• INSTRUCTIONS TO FOLLOW
Reproduce exactly the lines from the one containing "Exercise. Point out the brass lock" through the last line of the records below, both included, and nothing else.

+++ AVAILABLE DATA

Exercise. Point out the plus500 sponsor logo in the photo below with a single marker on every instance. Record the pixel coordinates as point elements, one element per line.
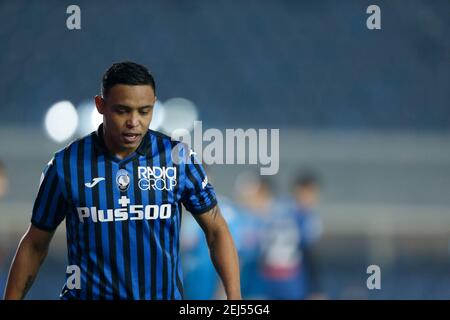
<point>156,178</point>
<point>134,212</point>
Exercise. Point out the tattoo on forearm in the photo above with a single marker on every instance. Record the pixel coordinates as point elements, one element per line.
<point>27,285</point>
<point>214,212</point>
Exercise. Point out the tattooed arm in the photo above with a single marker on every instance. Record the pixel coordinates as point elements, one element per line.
<point>30,254</point>
<point>222,250</point>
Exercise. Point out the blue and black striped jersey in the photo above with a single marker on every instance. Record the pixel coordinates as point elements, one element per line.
<point>123,216</point>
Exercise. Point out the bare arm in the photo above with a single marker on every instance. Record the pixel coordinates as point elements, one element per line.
<point>30,254</point>
<point>222,250</point>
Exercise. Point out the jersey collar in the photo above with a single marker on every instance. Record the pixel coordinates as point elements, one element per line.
<point>100,145</point>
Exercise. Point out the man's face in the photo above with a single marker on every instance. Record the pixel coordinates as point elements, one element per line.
<point>127,112</point>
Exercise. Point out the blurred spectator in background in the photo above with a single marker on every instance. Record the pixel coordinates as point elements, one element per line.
<point>289,263</point>
<point>200,279</point>
<point>255,194</point>
<point>3,181</point>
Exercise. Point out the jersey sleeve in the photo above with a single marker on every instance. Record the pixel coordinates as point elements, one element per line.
<point>199,195</point>
<point>49,208</point>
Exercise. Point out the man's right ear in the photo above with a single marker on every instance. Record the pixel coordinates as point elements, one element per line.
<point>99,104</point>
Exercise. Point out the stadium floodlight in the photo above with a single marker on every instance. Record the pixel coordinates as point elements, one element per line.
<point>158,116</point>
<point>85,115</point>
<point>61,121</point>
<point>96,118</point>
<point>180,113</point>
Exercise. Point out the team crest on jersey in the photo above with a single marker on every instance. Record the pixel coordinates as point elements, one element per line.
<point>123,180</point>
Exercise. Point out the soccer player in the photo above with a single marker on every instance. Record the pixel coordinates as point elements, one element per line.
<point>121,190</point>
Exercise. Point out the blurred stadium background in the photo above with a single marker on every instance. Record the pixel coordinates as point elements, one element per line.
<point>368,110</point>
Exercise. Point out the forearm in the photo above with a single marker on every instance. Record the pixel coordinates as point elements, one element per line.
<point>24,269</point>
<point>225,259</point>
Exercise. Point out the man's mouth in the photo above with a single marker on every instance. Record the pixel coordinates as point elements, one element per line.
<point>131,137</point>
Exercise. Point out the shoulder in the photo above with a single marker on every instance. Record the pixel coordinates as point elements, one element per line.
<point>69,148</point>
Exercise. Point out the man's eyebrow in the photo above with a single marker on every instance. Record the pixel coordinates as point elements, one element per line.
<point>128,107</point>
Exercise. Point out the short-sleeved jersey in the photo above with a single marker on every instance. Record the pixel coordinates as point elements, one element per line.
<point>123,216</point>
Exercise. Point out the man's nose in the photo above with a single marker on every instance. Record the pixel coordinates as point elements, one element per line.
<point>133,120</point>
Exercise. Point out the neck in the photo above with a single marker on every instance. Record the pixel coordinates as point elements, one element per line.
<point>116,150</point>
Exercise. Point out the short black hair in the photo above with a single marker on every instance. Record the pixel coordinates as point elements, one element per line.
<point>129,73</point>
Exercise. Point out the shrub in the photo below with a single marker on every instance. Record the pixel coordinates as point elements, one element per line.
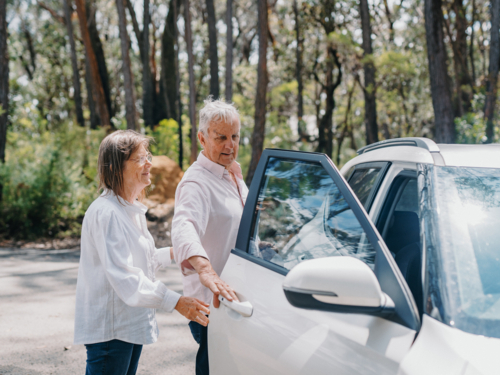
<point>48,183</point>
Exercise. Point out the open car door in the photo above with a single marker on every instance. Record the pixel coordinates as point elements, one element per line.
<point>299,207</point>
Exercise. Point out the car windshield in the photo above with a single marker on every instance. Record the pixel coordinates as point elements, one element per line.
<point>461,213</point>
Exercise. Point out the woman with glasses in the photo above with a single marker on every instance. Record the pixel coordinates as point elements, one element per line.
<point>117,293</point>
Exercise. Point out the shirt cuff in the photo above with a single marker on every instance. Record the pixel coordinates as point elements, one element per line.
<point>170,300</point>
<point>163,256</point>
<point>195,249</point>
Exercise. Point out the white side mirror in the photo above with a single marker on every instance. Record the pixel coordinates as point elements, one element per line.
<point>340,284</point>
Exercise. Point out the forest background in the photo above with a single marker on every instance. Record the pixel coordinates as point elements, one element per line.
<point>314,75</point>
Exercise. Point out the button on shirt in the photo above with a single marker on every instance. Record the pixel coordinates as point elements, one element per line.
<point>208,209</point>
<point>116,291</point>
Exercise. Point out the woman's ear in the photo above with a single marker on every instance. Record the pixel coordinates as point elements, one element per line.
<point>201,138</point>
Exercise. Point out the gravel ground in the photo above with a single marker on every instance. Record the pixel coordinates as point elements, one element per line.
<point>37,307</point>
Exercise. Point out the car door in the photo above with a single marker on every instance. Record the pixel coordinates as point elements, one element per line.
<point>299,207</point>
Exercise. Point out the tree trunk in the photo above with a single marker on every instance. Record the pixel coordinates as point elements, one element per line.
<point>192,90</point>
<point>168,77</point>
<point>128,81</point>
<point>369,71</point>
<point>214,58</point>
<point>301,128</point>
<point>325,128</point>
<point>229,51</point>
<point>464,81</point>
<point>260,97</point>
<point>178,101</point>
<point>74,65</point>
<point>137,31</point>
<point>440,82</point>
<point>94,116</point>
<point>99,54</point>
<point>97,86</point>
<point>4,82</point>
<point>492,78</point>
<point>471,48</point>
<point>147,83</point>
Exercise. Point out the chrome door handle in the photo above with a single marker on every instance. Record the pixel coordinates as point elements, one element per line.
<point>243,308</point>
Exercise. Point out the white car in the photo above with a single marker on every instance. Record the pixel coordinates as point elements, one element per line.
<point>390,266</point>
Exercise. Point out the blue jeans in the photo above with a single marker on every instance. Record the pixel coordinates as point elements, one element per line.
<point>200,336</point>
<point>113,357</point>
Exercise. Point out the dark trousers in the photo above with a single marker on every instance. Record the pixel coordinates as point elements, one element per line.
<point>200,335</point>
<point>113,357</point>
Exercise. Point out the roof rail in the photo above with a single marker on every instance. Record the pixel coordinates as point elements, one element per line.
<point>425,143</point>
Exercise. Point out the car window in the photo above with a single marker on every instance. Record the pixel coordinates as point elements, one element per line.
<point>301,214</point>
<point>362,182</point>
<point>409,197</point>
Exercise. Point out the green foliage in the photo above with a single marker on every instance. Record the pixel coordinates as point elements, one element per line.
<point>48,181</point>
<point>470,128</point>
<point>166,136</point>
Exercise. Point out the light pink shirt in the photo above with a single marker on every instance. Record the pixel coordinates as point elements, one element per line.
<point>208,209</point>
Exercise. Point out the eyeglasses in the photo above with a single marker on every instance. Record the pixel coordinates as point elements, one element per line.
<point>142,159</point>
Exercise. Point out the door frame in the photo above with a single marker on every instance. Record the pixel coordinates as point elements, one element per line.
<point>386,270</point>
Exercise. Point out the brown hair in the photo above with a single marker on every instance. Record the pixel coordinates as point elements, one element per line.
<point>114,151</point>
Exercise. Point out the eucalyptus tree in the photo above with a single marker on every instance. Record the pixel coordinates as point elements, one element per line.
<point>74,63</point>
<point>4,82</point>
<point>261,91</point>
<point>369,89</point>
<point>98,95</point>
<point>127,71</point>
<point>438,72</point>
<point>492,79</point>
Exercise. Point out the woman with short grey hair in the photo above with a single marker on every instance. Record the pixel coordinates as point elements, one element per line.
<point>117,293</point>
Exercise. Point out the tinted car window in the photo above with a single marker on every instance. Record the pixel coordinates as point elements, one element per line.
<point>409,197</point>
<point>362,182</point>
<point>301,214</point>
<point>461,211</point>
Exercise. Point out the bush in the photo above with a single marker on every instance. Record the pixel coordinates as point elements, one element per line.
<point>48,182</point>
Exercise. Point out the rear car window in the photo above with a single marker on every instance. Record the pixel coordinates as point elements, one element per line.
<point>362,183</point>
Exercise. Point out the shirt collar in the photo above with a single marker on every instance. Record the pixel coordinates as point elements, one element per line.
<point>218,169</point>
<point>135,207</point>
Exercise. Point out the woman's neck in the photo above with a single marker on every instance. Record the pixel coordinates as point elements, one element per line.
<point>130,194</point>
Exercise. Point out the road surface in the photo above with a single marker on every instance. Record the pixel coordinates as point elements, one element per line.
<point>37,308</point>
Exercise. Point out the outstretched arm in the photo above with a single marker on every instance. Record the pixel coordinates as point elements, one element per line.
<point>210,279</point>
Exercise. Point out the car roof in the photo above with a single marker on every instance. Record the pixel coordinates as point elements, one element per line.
<point>424,150</point>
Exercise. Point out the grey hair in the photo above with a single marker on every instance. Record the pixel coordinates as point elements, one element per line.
<point>216,111</point>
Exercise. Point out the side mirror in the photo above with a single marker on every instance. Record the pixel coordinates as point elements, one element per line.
<point>339,284</point>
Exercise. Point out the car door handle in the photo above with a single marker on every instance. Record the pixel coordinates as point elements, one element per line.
<point>243,308</point>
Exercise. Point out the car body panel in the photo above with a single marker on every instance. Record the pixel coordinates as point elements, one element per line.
<point>448,350</point>
<point>281,339</point>
<point>401,153</point>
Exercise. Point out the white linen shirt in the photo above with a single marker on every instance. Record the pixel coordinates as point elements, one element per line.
<point>208,209</point>
<point>116,290</point>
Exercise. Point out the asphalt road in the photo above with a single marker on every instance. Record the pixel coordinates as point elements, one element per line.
<point>37,309</point>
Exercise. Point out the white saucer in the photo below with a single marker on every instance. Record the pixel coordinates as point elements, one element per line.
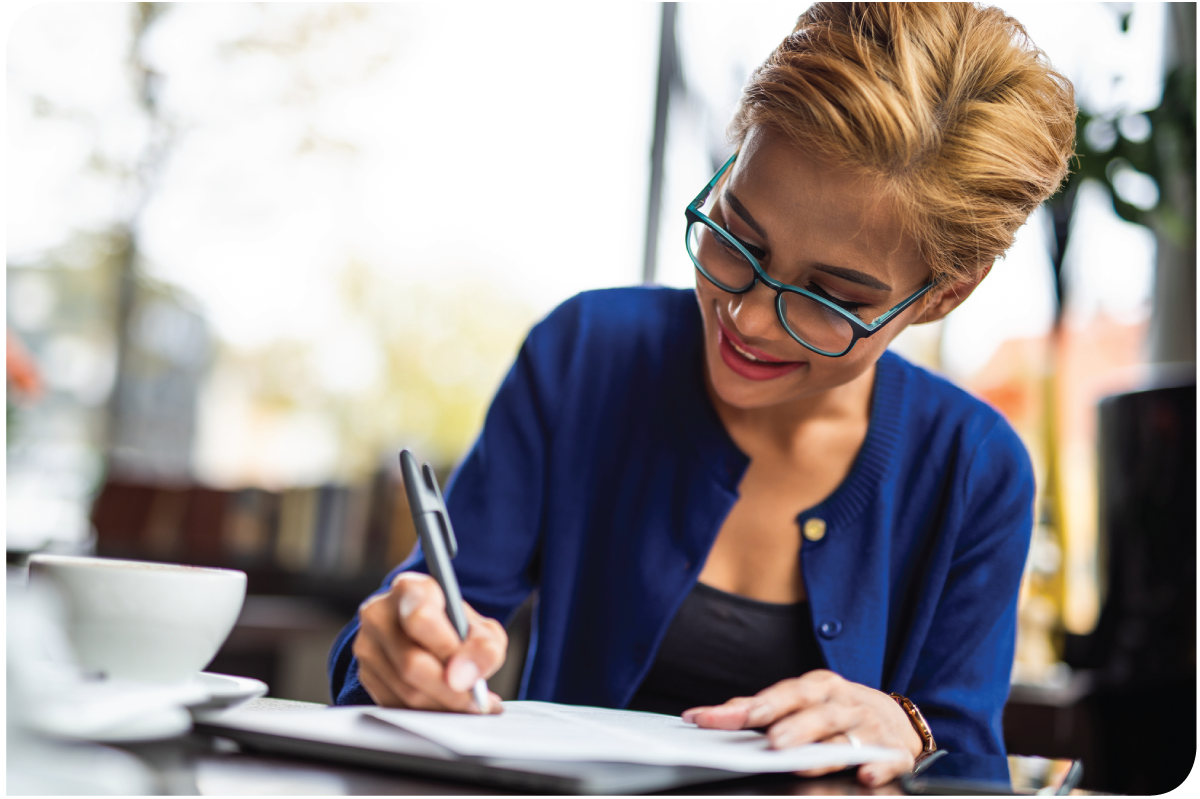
<point>226,691</point>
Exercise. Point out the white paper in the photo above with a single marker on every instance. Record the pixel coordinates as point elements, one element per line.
<point>543,731</point>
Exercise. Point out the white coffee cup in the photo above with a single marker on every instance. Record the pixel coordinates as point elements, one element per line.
<point>149,622</point>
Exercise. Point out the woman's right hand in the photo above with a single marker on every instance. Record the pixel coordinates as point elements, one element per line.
<point>411,656</point>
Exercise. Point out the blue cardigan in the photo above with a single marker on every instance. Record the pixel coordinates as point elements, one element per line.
<point>603,475</point>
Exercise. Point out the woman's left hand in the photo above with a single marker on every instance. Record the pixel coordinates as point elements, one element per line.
<point>821,707</point>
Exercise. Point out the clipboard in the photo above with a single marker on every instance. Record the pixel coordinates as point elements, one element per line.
<point>348,736</point>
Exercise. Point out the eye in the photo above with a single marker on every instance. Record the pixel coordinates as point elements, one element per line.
<point>846,305</point>
<point>757,252</point>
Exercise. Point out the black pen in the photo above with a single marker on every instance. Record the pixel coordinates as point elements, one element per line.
<point>432,521</point>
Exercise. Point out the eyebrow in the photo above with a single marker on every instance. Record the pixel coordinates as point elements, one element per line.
<point>855,276</point>
<point>851,275</point>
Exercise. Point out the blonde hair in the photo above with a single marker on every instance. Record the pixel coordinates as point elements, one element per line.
<point>948,103</point>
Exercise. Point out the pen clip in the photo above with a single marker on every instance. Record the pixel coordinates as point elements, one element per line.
<point>441,511</point>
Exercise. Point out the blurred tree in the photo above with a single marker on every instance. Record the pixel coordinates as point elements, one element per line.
<point>1147,162</point>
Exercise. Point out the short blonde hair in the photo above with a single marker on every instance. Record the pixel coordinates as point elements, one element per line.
<point>948,103</point>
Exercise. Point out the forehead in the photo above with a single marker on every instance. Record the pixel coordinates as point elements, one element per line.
<point>811,209</point>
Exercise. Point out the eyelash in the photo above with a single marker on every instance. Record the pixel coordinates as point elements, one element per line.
<point>811,287</point>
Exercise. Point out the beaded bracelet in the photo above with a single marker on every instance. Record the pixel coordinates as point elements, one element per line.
<point>918,722</point>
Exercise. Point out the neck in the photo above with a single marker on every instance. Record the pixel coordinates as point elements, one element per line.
<point>783,426</point>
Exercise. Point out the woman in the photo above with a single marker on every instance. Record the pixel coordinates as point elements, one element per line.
<point>735,503</point>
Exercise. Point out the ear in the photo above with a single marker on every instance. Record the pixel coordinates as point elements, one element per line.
<point>943,299</point>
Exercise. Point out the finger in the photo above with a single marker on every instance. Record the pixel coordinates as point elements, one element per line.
<point>421,610</point>
<point>786,697</point>
<point>733,714</point>
<point>378,689</point>
<point>426,673</point>
<point>816,724</point>
<point>408,671</point>
<point>826,769</point>
<point>481,654</point>
<point>877,774</point>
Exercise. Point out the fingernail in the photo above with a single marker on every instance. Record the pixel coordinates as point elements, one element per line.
<point>462,674</point>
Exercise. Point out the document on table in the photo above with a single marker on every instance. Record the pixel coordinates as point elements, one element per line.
<point>543,731</point>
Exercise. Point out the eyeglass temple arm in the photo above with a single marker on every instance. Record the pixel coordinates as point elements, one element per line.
<point>703,194</point>
<point>879,323</point>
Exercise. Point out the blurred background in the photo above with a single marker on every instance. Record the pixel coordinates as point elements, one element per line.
<point>252,250</point>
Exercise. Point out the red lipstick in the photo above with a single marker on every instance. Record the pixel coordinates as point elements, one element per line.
<point>759,367</point>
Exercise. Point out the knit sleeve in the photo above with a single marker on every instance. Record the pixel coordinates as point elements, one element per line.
<point>495,499</point>
<point>963,674</point>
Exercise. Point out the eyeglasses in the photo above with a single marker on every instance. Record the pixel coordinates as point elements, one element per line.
<point>817,322</point>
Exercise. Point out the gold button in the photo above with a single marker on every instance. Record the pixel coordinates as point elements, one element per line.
<point>814,529</point>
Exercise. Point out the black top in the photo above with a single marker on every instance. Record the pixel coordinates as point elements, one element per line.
<point>721,646</point>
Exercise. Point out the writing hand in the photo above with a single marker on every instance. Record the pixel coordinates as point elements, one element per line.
<point>821,707</point>
<point>411,656</point>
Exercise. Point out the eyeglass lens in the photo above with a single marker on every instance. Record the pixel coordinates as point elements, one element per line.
<point>726,268</point>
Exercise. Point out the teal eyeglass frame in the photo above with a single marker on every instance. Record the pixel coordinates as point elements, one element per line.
<point>859,329</point>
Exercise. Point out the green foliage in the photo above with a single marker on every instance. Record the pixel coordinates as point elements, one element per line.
<point>1168,155</point>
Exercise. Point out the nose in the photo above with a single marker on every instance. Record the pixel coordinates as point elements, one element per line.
<point>754,312</point>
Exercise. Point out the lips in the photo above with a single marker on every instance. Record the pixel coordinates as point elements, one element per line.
<point>749,362</point>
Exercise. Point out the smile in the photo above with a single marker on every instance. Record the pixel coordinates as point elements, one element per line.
<point>747,362</point>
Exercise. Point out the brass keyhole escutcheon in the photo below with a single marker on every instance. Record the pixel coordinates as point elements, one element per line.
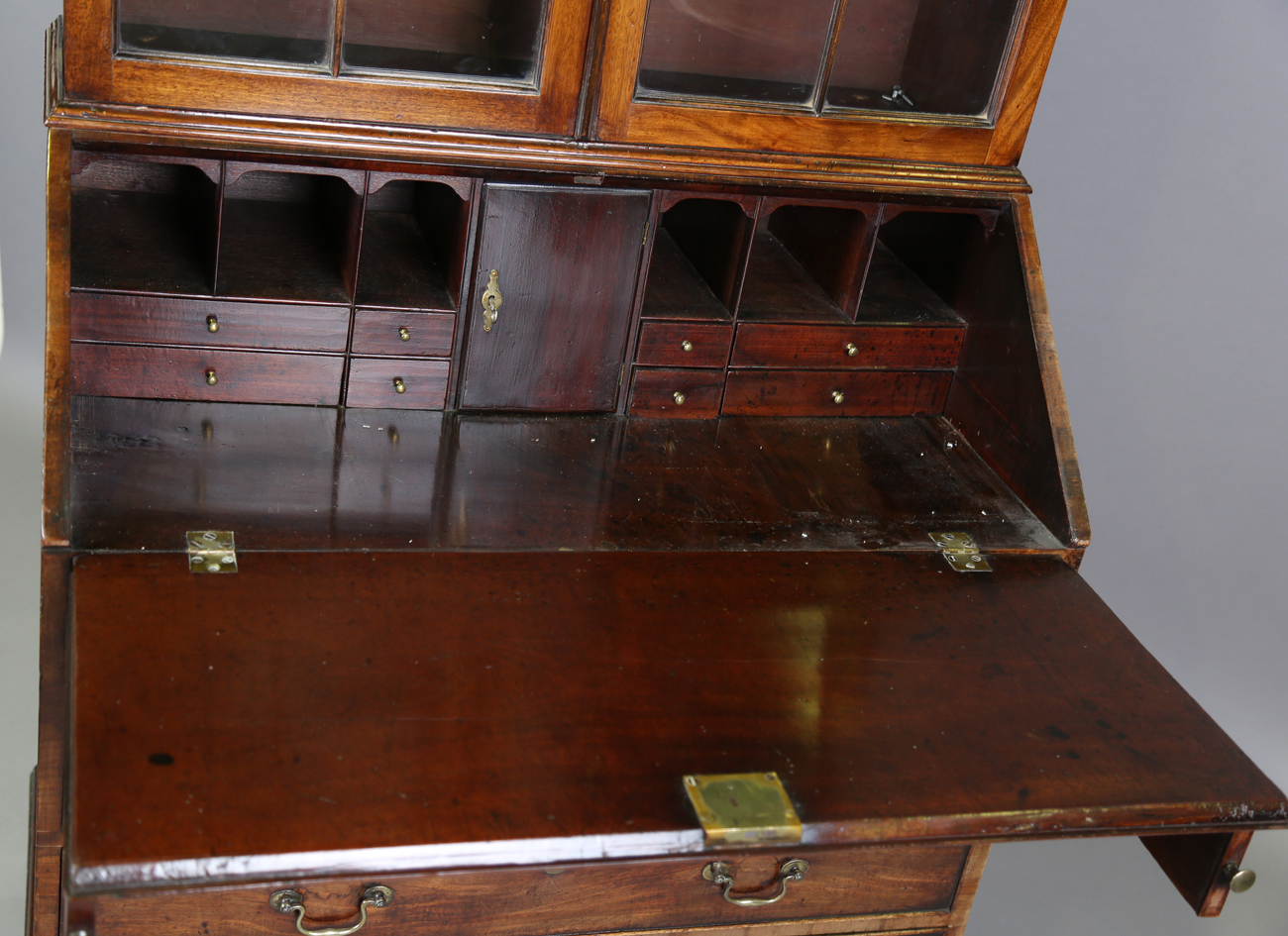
<point>490,300</point>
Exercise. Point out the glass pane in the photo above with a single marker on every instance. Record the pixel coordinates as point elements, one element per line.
<point>745,50</point>
<point>928,55</point>
<point>493,39</point>
<point>296,31</point>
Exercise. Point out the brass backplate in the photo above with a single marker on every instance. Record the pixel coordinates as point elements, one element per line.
<point>211,551</point>
<point>743,808</point>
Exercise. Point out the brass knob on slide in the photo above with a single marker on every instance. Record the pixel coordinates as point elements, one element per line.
<point>1240,880</point>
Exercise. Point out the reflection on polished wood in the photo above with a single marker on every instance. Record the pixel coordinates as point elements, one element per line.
<point>288,477</point>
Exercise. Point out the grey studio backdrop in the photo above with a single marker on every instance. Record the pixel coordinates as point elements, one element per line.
<point>1158,159</point>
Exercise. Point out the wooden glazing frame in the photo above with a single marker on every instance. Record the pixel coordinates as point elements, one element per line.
<point>93,73</point>
<point>995,141</point>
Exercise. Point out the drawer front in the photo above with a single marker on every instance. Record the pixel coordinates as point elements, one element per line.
<point>568,898</point>
<point>683,344</point>
<point>187,373</point>
<point>836,393</point>
<point>209,323</point>
<point>861,347</point>
<point>375,382</point>
<point>403,334</point>
<point>677,394</point>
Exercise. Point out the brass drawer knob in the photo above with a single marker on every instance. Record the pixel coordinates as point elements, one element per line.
<point>720,875</point>
<point>292,901</point>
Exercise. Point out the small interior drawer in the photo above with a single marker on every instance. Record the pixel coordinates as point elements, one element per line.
<point>684,344</point>
<point>403,334</point>
<point>398,382</point>
<point>836,393</point>
<point>204,373</point>
<point>207,322</point>
<point>666,893</point>
<point>861,347</point>
<point>677,394</point>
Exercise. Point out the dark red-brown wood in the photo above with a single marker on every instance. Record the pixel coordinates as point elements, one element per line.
<point>374,382</point>
<point>670,893</point>
<point>897,699</point>
<point>677,394</point>
<point>104,369</point>
<point>428,334</point>
<point>814,393</point>
<point>664,344</point>
<point>163,321</point>
<point>875,347</point>
<point>567,260</point>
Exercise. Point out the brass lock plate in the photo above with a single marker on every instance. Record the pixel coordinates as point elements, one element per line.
<point>743,808</point>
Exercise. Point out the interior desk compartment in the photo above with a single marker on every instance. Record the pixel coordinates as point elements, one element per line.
<point>145,224</point>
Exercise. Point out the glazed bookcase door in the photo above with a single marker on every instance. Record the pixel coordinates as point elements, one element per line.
<point>930,80</point>
<point>510,65</point>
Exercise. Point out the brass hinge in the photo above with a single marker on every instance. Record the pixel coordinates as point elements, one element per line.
<point>211,550</point>
<point>961,551</point>
<point>742,807</point>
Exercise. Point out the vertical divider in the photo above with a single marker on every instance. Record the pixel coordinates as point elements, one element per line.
<point>353,241</point>
<point>469,262</point>
<point>632,335</point>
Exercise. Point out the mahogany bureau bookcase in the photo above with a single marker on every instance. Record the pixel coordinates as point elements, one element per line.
<point>544,468</point>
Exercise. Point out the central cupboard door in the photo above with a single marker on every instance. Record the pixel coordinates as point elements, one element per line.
<point>566,261</point>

++++++

• WRITTEN SOLUTION
Exercise. Point out the brass lock plate in the photo above with a single marker on every instance. Record the pixel coordinates as point elements, one element per line.
<point>743,808</point>
Exercise. Point out the interior desk compartment in the photo above with a single marker on every instance. Record the pixel coordinates as point elements, one element per line.
<point>145,224</point>
Exercise. Point out the glazed bookcase door in the photo above with a single marker on every instance. Record the pixel coordinates as point elements, one element per line.
<point>930,80</point>
<point>510,65</point>
Exercise. Point out the brass hinge in the photo above with a single marker on every instance. Record the pixel coordinates as point elements, one element per line.
<point>211,550</point>
<point>961,551</point>
<point>742,807</point>
Exercise. Point out the vertical divider in the photo above with a single marker on every instance. Record the pixel coordinates as point elements, one element per line.
<point>353,241</point>
<point>469,262</point>
<point>632,335</point>
Exercise. Point out the mahogany bureau bookcase in the photo above with a single marker on every instance. Record the pixel coordinates as point elements, one element per line.
<point>544,468</point>
Exercise. Point out the central cupboard door in the photo above with a single marker on every instance. Record the pixel coordinates as point elements, one element per line.
<point>566,261</point>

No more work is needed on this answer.